Supplied material start
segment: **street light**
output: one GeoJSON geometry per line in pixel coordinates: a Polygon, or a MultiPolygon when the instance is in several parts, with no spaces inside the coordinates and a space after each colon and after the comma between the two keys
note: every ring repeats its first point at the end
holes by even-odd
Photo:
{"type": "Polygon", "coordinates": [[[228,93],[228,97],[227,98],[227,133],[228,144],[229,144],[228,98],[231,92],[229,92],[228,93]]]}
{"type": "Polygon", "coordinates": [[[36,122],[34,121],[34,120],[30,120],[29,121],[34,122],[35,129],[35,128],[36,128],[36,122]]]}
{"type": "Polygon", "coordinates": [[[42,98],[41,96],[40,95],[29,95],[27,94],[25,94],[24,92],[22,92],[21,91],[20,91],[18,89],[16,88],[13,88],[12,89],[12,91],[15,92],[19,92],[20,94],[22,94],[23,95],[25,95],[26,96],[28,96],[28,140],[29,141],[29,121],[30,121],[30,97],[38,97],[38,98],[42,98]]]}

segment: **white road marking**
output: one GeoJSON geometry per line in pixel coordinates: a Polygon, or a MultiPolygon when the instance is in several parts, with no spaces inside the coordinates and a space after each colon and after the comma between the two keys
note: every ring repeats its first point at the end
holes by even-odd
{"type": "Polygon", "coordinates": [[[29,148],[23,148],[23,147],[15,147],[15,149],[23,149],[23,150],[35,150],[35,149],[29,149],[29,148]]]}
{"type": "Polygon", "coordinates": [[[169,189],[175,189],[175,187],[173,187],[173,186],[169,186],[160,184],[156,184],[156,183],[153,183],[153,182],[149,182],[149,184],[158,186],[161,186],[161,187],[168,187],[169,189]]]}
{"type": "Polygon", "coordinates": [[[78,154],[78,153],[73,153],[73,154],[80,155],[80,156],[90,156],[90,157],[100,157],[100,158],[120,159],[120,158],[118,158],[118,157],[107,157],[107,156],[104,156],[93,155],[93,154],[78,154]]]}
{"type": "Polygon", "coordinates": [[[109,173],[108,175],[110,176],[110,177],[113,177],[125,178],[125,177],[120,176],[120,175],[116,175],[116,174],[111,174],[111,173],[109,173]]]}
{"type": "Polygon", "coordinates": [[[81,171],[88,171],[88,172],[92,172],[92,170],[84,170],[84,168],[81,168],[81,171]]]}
Supplied material end
Place each line of the material above into a JSON list of strings, one string per line, with blank lines omitted.

## Exercise result
[
  "segment: **street light**",
  "output: one GeoJSON geometry per line in pixel coordinates: a Polygon, or a MultiPolygon when the instance is in several parts, with no spaces inside the coordinates and a space after each colon and after the comma between the two keys",
  "note: every ring repeats its first point at the end",
  "holes by even-odd",
  "Photo:",
  "{\"type\": \"Polygon\", \"coordinates\": [[[228,93],[228,97],[227,98],[227,133],[228,144],[229,144],[228,98],[231,92],[229,92],[228,93]]]}",
  "{\"type\": \"Polygon\", \"coordinates\": [[[36,122],[34,121],[34,120],[30,120],[29,121],[34,122],[35,129],[35,128],[36,128],[36,122]]]}",
  "{\"type\": \"Polygon\", \"coordinates\": [[[42,98],[41,96],[40,95],[29,95],[27,94],[25,94],[24,92],[22,92],[21,91],[20,91],[18,89],[16,88],[13,88],[12,89],[12,91],[15,92],[19,92],[20,94],[22,94],[23,95],[25,95],[26,96],[28,96],[28,140],[29,141],[29,121],[30,121],[30,97],[38,97],[38,98],[42,98]]]}",
  "segment: **white road marking**",
  "output: one GeoJSON geometry per line in pixel coordinates: a Polygon, or a MultiPolygon when the instance is in several parts, with no spaces inside the coordinates and a space after each colon and after the comma between the two keys",
  "note: every ring repeats its first point at the end",
  "holes by even-odd",
  "{\"type\": \"Polygon\", \"coordinates\": [[[29,148],[23,148],[23,147],[15,147],[15,149],[23,149],[23,150],[35,150],[35,149],[29,149],[29,148]]]}",
  "{\"type\": \"Polygon\", \"coordinates\": [[[169,189],[175,189],[175,187],[173,187],[173,186],[169,186],[160,184],[156,184],[156,183],[153,183],[153,182],[149,182],[149,184],[158,186],[161,186],[161,187],[168,187],[169,189]]]}",
  "{\"type\": \"Polygon\", \"coordinates\": [[[78,154],[78,153],[73,153],[73,154],[80,155],[80,156],[90,156],[90,157],[100,157],[100,158],[120,159],[120,158],[118,158],[118,157],[107,157],[107,156],[104,156],[93,155],[93,154],[78,154]]]}",
  "{\"type\": \"Polygon\", \"coordinates\": [[[109,173],[108,175],[110,176],[110,177],[113,177],[125,178],[125,177],[120,176],[120,175],[116,175],[116,174],[111,174],[111,173],[109,173]]]}",
  "{\"type\": \"Polygon\", \"coordinates\": [[[81,171],[88,171],[88,172],[92,172],[92,170],[84,170],[84,168],[81,168],[81,171]]]}"
]